| CONSIGNE 1 |
Rassemble chaque ligne des entrées qui contient le mot « gets », en tenant compte des majuscules et des minuscules.

■ ■ ■

11Mais faut-il, pour autant, admettre la thèse d’une solution de continuité et, par conséquent, d’une reconstitution artificielle opérée par ces derniers ? L’inscription de Wissembourg semble indiquer que non. Il existe bien une tradition dagobertine fondée sur le droit ou sur la coutume, ou, inversement, fondatrice de ceux-ci.
12En voici un exemple, extrait du coutumier de la cour seigneuriale d’Herrlisheim, à une lieue au sud de Colmar, mis par écrit en 1343 : « Dudit roi Dagobert, la cour possède la franchise (fryheit) selon laquelle une personne qui s’y réfugie à la suite d’un méfait pourra y demeurer en paix ; le maire (meier) devra assurer sa subsistance jusqu’au troisième jour, avec l’aide de l’avoué (vogt). Le troisième jour, il devra le protéger jusqu’à une distance d’une portée d’arbalète de la cour, quelque soit la direction empruntée18 ». L’expression « dudit roi » von dem vorgenannten künig Dagobert fait référence à un article qui spécifie que la cour avait été offerte par Dagobert à l’abbaye de Schuttern, sur la rive droite du Rhin, le jour de la Toussaint 705, ce qui identifie le troisième porteur du nom19. Bien entendu, cette filiation institutionnelle est loin d’être vraisemblable : ce qu’on appelle « cour seigneuriale » ou « cour domaniale » (Dinghof) dans les régions germaniques est peut être un avatar de la villa du haut Moyen Âge, mais fonctionne suivant des modalités qui ne s’observent qu’à partir du XIIIe siècle. L’étalonnage selon la « portée d’arbalète » suffit à le prouver puisque cette arme est inexistante à l’époque de Dagobert. Il n’empêche, cependant, que ce bref passage rend compte d’un imaginaire historique – c’est, à ma connaissance, le seul exemple de Weistum qui s’y refère – un autre document, relatif à la seigneurie voisine de Woffenheim, faisant allusion à une « digue de Brunehaut » (Brunhilddunc), ce qui est un topos, à tous les sens du terme20.

■ ■ ■

| CONSIGNE 2 |
Poursuis le passage ci-dessus sur le roi Dagobert et la cour d'Herrlisheim à partir de sa dernière phrase.

■ ■ ■

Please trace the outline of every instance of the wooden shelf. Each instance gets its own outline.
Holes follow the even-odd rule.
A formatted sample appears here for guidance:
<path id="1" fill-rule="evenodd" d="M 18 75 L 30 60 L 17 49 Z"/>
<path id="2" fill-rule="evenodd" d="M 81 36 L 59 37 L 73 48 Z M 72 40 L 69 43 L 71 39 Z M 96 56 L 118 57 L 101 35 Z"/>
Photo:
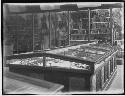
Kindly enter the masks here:
<path id="1" fill-rule="evenodd" d="M 88 41 L 88 40 L 70 40 L 70 41 L 77 41 L 77 42 L 79 42 L 79 41 Z"/>
<path id="2" fill-rule="evenodd" d="M 79 30 L 79 29 L 72 29 L 72 30 Z"/>
<path id="3" fill-rule="evenodd" d="M 88 34 L 71 34 L 71 35 L 88 35 Z"/>
<path id="4" fill-rule="evenodd" d="M 110 22 L 92 22 L 92 23 L 110 23 Z"/>
<path id="5" fill-rule="evenodd" d="M 108 35 L 110 33 L 91 33 L 90 35 Z"/>

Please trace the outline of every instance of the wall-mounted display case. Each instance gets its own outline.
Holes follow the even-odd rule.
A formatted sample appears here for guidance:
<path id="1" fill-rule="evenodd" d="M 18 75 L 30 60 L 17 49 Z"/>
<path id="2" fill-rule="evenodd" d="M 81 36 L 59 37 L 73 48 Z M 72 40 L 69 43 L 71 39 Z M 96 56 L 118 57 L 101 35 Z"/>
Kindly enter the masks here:
<path id="1" fill-rule="evenodd" d="M 13 13 L 12 18 L 8 19 L 13 24 L 7 25 L 8 30 L 14 30 L 9 32 L 10 37 L 15 38 L 12 40 L 14 53 L 54 49 L 95 40 L 113 45 L 121 38 L 121 5 L 114 5 Z"/>
<path id="2" fill-rule="evenodd" d="M 100 91 L 109 87 L 116 74 L 117 52 L 115 46 L 90 43 L 7 56 L 6 64 L 11 72 L 44 74 L 43 79 L 63 84 L 63 91 Z"/>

■ ■ ■

| RÉPONSE 1 |
Please trace the outline of every instance of the wooden shelf. Each instance gets its own outline.
Please trace the outline of every instance of the wall-mounted display case. Each instance gets its own outline.

| RÉPONSE 2 |
Le bon roi Dagobert, indigène et troyen
13L’exemple de l’abbaye de Schuttern, qui remonte plus probablement à la vague de fondations contemporaines de l’abbé Pirmin de la Reichenau dans le second quart du VIIIe siècle, invite à réfléchir sur les fondations du siècle précédent et les traditions qui s’y rapportent. Le chroniqueur Richer de Senones (+ v. 1267) en est l’un des meilleurs interprètes, et, peut-être, l’un des promoteurs les plus efficaces. En effet, il appartient à un milieu lorrain tourné vers l’Alsace où il a notamment fait ses études. Sa connaissance des monastères des Vosges est directe et peut être reliée à d’autres sources : on sait qu’il a visité Saint-Denis – qui possède une filiale vosgienne appelée Lièpvre, probablement depuis Fulrad – et qu’il a voyagé ailleurs. La nécropole des rois de France a pu lui apporter des informations précieuses. N’est-ce pas dans l’entourage de l’abbé Hilduin de Saint-Denis qu’avaient été rédigés les Gesta Dagoberti vers 835 ?
14Au seuil de sa chronique21, Richer dresse un tableau saisissant des Vosges avant l’établissement des moines chrétiens : Est autem terra ista excelsis montibus occupata, rupibus immanissimis veluti quedam castra in ipsorum moritium cacuminibus naturaliter positis, ipsos montes aspectu suo faciunt horribiliores. Inter ipsos arduos, ut diximus, montes quedam valles profundissime cernuntur, nemoribus abietinis ita consite sunt, ut sua nigredine etiam aspicientibus eas horrorem plurimum incutere videantur. Son récit met en exergue le rôle joué par les ermites Déodat, fondateur de l’abbaye de Saint-Dié22, et son compagnon saint Hidulphe, fondateur de Moyenmoutier, dans le cadre d’une mission venue de l’ouest. La chronologie proposée renvoie au règne de Childéric, et, partant, au temps de son cousin Dagobert II, ce qui coïncide avec la datation donnée par les historiens23 ou avec les exemples les mieux documentés comme Munster ou Marmoutier.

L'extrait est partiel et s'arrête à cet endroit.